Part of a data file
--*--
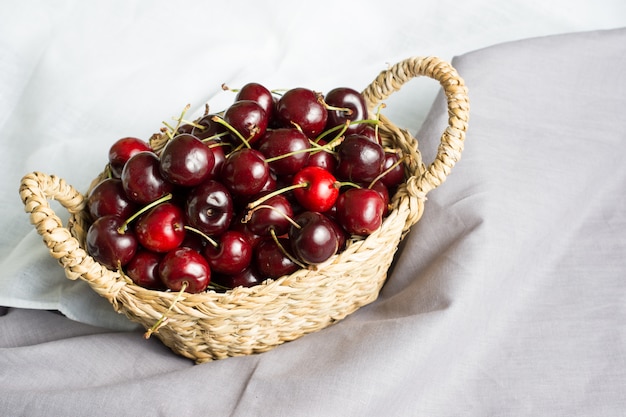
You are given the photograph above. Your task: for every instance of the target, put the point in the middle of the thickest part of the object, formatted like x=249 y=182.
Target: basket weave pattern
x=242 y=321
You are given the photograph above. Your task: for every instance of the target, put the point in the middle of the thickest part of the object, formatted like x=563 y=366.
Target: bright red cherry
x=321 y=189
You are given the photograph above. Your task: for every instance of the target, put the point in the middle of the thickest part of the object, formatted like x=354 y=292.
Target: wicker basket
x=243 y=321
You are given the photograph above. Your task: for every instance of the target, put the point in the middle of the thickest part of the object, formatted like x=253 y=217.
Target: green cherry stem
x=266 y=197
x=232 y=129
x=122 y=229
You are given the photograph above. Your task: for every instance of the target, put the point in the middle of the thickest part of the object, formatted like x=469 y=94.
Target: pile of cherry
x=274 y=183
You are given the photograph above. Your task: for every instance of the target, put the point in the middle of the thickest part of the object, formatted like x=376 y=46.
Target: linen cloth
x=507 y=298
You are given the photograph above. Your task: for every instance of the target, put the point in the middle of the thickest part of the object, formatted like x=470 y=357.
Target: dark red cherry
--*--
■ **Work to complete**:
Copy every row above word for word, omitting the picture.

■ **Answer in full**:
You are given the photograph above. Your task: for every instance of the target, put the point in the middle of the thickest part of the object, formatted like x=249 y=182.
Target: basket weave pattern
x=242 y=321
You are given the photograph above. Your task: for every instance of the target, put the point in the middle of the thickest part of the object, formatted like x=563 y=366.
Target: bright red cherry
x=321 y=189
You are given the photograph above. Your task: for every instance of the target, put the point in the middle of the thickest part of the object, formatted like x=354 y=292.
Target: wicker basket
x=243 y=321
You are given the photograph above. Your task: for every instance of the target, put the point in the middle of the thickest part of the object, formatted like x=253 y=217.
Target: green cherry stem
x=266 y=197
x=232 y=129
x=122 y=229
You are given the photograph above. Your task: for every instance of the target, put the point in the middle of the thickest part of the object, formatted like x=469 y=94.
Target: pile of cherry
x=274 y=183
You are given the photograph above. Your task: for every instance of the target, put the point in the middle of the thickest part of the object, formatted like x=376 y=46.
Target: linen cloth
x=507 y=298
You are given the photograph above. Your task: for every instance of the target, put the point in the middle of the thickest part of the object, formatted like x=470 y=357.
Target: dark red cherry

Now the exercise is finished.